§ EXTRACTED DATA
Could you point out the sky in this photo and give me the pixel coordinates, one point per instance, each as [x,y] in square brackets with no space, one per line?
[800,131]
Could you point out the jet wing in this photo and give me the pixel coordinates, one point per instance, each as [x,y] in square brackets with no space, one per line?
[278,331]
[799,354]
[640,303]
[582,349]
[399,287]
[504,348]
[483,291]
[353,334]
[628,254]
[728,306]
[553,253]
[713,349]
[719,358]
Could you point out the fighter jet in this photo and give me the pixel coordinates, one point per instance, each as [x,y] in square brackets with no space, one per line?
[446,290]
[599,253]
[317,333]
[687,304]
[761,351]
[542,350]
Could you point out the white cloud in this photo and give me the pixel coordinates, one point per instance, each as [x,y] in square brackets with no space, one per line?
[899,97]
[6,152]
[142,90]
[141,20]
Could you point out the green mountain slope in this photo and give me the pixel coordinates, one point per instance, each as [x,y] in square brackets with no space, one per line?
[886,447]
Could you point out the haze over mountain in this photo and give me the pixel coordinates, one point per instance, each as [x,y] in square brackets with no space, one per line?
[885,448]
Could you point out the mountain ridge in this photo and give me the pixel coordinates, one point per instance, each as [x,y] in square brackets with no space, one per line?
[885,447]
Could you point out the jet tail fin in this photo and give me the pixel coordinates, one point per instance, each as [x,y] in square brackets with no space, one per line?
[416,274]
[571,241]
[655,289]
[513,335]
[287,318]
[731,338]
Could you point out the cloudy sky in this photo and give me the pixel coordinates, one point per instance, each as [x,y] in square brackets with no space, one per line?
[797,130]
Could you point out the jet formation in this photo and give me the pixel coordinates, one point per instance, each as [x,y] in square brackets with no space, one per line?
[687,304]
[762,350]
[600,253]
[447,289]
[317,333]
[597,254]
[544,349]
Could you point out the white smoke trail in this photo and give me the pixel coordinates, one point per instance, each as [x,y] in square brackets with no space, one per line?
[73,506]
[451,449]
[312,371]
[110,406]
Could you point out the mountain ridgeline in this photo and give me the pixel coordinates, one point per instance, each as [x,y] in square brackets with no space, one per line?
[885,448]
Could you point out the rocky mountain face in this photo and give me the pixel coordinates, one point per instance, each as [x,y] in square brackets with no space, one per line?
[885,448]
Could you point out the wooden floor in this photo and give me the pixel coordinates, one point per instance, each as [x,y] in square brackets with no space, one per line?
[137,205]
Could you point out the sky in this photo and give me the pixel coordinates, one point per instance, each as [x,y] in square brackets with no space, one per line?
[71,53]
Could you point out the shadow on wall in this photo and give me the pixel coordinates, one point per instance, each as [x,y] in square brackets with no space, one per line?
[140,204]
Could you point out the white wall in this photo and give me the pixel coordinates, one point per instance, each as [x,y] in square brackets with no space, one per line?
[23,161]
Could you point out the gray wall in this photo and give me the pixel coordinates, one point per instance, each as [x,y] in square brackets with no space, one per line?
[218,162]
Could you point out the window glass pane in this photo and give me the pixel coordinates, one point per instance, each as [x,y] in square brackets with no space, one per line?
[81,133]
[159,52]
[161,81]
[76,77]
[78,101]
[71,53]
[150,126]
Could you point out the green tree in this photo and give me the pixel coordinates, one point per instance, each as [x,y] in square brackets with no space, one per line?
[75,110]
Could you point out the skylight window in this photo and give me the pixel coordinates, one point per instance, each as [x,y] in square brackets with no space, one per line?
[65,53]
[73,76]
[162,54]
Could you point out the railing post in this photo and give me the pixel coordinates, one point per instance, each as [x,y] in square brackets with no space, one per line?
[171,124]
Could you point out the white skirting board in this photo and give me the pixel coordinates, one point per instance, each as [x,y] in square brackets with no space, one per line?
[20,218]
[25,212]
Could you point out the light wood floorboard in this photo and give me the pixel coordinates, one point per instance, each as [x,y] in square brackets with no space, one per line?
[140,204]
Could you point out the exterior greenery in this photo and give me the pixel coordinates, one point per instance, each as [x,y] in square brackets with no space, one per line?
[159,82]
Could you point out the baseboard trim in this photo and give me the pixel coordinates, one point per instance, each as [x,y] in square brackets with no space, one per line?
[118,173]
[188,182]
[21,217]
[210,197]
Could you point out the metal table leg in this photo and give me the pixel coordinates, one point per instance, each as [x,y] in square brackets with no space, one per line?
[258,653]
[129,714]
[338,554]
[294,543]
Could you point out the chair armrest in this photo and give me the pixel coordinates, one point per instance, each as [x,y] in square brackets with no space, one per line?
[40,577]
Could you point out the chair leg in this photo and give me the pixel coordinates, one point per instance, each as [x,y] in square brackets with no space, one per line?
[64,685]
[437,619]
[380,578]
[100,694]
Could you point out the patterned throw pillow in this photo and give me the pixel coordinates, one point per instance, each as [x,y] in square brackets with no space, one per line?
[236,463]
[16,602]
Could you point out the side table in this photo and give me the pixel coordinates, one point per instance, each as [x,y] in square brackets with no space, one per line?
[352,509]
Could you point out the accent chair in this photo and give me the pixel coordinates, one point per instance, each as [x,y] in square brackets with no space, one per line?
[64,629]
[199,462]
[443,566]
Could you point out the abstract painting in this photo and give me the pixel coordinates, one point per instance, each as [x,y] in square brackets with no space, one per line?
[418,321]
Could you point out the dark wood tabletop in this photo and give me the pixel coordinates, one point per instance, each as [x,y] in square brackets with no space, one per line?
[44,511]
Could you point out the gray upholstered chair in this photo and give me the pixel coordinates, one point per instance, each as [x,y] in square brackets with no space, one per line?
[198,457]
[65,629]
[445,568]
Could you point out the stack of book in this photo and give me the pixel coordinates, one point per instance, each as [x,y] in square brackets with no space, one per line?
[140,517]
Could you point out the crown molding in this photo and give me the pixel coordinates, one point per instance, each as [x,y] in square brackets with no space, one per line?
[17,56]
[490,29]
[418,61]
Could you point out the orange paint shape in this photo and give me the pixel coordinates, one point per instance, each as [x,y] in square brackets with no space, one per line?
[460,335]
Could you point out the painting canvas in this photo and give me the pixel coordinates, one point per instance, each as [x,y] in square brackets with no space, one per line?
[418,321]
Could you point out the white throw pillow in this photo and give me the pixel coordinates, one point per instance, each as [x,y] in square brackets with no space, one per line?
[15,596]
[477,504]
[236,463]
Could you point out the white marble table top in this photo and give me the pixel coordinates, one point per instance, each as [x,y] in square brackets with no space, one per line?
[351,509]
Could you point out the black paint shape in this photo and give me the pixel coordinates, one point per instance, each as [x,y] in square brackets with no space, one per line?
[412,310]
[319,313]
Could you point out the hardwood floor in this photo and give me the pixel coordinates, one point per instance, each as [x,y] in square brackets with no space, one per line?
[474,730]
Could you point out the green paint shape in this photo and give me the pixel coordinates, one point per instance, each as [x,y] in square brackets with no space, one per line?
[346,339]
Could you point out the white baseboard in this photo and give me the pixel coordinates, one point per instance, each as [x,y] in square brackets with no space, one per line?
---
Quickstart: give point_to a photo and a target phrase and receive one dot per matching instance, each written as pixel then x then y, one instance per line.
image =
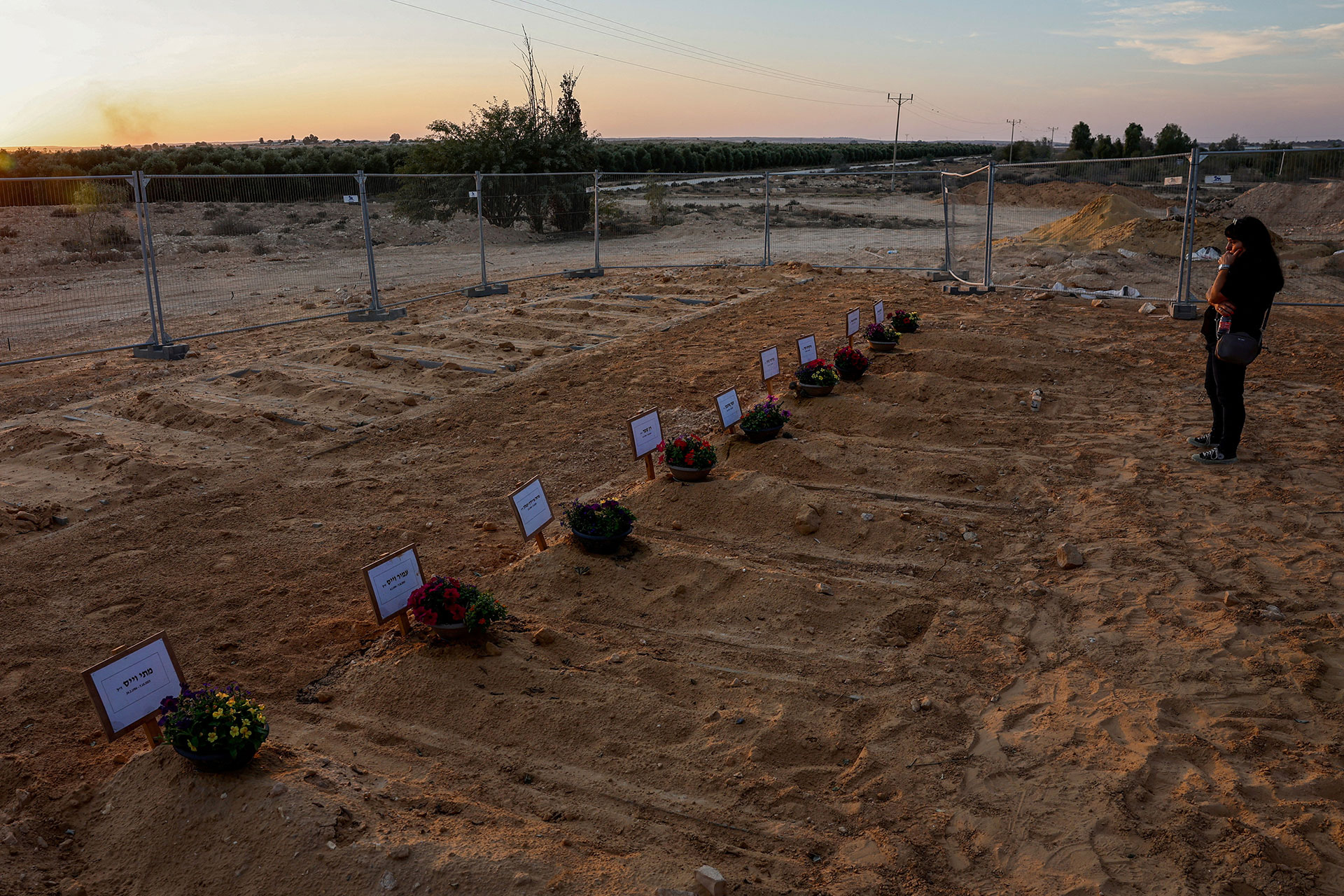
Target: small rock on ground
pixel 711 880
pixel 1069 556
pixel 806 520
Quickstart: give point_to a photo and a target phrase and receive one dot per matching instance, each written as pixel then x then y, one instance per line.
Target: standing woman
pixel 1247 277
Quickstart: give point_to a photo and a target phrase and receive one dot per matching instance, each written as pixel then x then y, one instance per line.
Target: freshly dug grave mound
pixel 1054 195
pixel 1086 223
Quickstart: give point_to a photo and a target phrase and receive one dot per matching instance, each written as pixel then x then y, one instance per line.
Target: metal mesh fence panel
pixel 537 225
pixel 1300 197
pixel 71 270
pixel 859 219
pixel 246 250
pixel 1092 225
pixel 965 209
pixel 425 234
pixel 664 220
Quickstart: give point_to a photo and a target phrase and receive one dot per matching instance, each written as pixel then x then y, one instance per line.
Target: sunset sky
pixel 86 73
==
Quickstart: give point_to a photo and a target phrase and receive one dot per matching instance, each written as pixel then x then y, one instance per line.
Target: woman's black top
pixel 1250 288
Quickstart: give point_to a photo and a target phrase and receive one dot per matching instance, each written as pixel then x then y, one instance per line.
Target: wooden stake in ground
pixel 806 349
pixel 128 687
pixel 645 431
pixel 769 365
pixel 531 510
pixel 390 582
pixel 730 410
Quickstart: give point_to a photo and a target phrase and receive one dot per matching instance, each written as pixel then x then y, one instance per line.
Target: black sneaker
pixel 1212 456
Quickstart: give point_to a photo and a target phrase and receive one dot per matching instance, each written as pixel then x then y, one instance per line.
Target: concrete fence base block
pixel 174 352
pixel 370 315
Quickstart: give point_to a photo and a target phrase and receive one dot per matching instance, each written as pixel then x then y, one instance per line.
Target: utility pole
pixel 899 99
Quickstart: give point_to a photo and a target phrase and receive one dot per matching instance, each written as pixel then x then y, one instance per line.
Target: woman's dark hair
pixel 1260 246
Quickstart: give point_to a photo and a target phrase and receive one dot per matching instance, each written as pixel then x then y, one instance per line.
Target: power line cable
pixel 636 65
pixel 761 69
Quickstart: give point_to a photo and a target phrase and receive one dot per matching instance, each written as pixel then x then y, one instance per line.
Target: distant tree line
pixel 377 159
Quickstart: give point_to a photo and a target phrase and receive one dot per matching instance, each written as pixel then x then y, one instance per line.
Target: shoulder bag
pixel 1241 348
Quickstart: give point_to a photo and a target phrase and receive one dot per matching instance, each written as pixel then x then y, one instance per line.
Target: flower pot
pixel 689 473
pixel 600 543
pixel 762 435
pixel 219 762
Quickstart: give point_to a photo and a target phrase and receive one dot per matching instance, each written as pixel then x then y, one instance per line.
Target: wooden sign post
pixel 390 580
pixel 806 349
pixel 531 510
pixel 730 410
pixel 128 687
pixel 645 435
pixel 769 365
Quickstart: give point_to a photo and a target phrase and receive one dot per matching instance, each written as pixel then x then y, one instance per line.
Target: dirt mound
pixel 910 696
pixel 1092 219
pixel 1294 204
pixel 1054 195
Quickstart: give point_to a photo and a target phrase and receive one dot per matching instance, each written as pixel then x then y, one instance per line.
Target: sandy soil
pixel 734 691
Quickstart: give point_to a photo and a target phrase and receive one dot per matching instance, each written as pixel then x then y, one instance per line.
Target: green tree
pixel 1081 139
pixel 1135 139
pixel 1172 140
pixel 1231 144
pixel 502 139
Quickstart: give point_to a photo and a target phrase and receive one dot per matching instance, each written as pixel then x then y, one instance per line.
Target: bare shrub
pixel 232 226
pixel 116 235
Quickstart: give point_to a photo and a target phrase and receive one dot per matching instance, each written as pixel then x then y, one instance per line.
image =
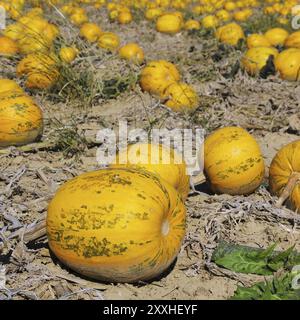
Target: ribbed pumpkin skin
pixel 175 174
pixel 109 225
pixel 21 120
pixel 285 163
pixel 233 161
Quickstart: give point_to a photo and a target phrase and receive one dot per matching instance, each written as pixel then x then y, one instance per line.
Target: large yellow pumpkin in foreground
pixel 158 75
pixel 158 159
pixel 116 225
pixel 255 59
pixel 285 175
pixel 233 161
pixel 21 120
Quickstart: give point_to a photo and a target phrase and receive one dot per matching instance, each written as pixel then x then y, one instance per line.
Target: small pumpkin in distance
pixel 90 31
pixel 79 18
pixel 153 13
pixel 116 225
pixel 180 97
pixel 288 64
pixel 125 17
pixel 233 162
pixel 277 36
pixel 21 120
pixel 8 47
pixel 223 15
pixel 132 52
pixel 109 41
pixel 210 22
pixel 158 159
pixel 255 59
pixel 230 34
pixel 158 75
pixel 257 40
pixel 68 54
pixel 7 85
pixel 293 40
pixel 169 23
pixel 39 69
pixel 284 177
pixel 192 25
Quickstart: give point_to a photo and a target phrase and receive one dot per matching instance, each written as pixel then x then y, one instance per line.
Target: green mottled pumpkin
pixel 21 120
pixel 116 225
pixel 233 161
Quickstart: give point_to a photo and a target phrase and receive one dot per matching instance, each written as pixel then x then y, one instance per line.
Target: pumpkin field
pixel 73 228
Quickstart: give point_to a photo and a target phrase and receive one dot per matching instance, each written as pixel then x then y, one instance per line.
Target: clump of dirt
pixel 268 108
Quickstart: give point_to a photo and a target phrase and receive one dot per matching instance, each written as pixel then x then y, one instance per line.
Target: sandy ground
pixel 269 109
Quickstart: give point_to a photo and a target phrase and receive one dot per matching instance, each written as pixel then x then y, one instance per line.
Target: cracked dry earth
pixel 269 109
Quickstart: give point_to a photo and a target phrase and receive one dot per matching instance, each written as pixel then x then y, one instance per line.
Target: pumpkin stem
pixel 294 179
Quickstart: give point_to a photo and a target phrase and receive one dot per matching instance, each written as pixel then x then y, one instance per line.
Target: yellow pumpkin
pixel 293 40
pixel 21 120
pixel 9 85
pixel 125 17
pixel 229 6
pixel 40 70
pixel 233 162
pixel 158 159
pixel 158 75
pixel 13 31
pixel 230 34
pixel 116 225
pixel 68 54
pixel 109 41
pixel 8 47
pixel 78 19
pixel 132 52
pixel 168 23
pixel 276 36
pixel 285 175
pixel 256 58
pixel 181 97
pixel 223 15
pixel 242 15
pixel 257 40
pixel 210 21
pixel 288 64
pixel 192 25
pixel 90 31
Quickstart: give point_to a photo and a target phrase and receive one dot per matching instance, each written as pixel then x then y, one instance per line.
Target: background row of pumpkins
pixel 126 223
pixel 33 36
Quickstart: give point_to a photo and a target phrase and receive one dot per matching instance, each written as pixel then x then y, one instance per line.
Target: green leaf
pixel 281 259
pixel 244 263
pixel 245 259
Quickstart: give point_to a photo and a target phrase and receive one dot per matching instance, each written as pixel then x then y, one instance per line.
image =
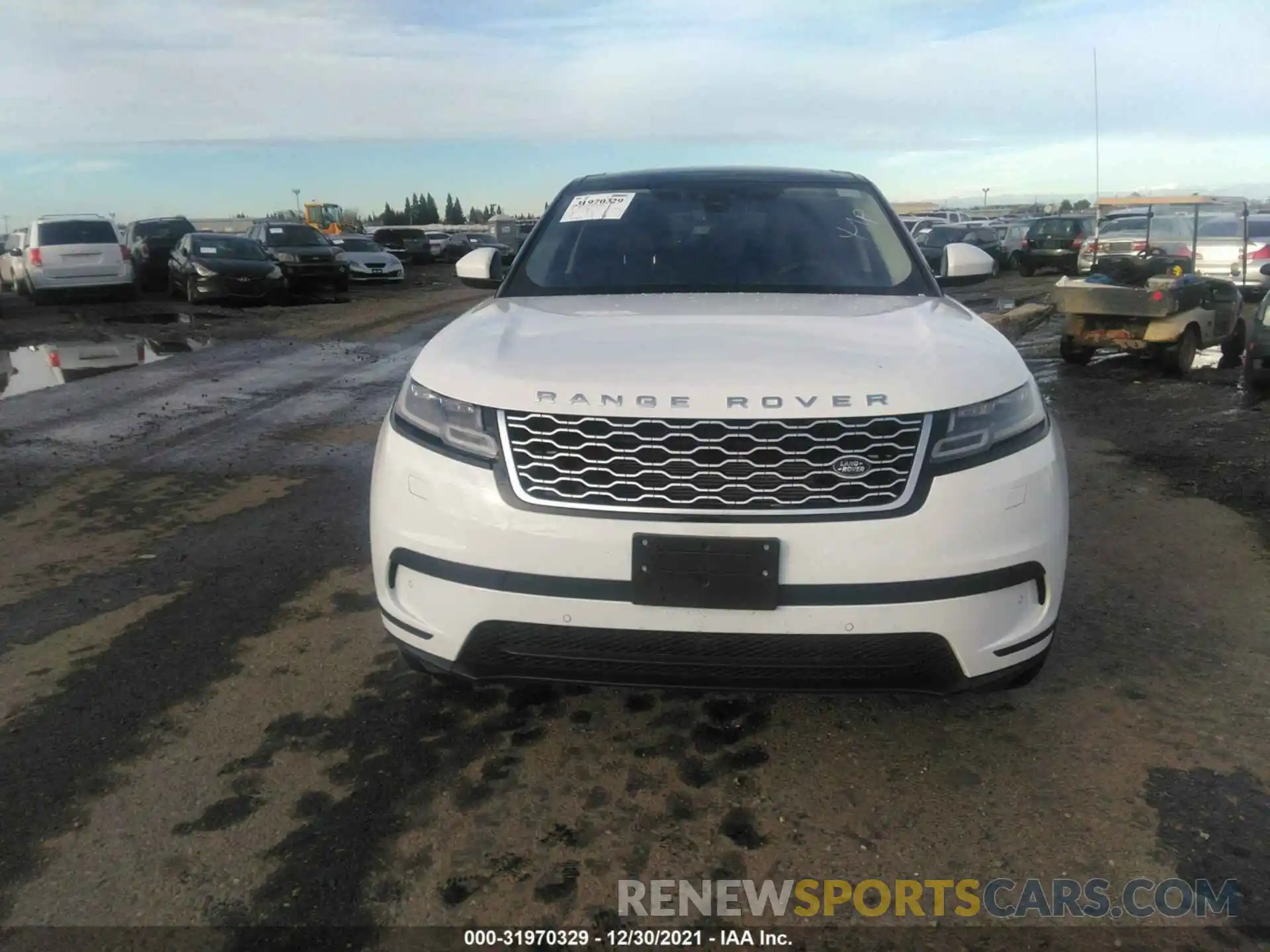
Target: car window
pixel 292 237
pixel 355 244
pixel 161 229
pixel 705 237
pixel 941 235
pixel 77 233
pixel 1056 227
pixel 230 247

§ AIM OF THE EXERCISE
Begin at the line that contains "Could you point out the hardwood" and stop after the line that contains "Could you point out the white baseboard". Reproduce every item in that span in full, offsetting each coordinate in the answers by adding -54 to it.

§ EXERCISE SOLUTION
Could you point out the hardwood floor in this photo and give me the pixel coordinates, one point per instance, each as [x,y] in square brackets with no space, one per line?
[420,676]
Could you point out the green paint shape in this photo and give me the pixel coordinates, one point per instance, each as [x,y] in square brackets with no space, one per line?
[292,285]
Could you point out the white baseboard in this photo and give me the pixel coordinates, one point per instance, each as [x,y] in square brackets with no space, one per line?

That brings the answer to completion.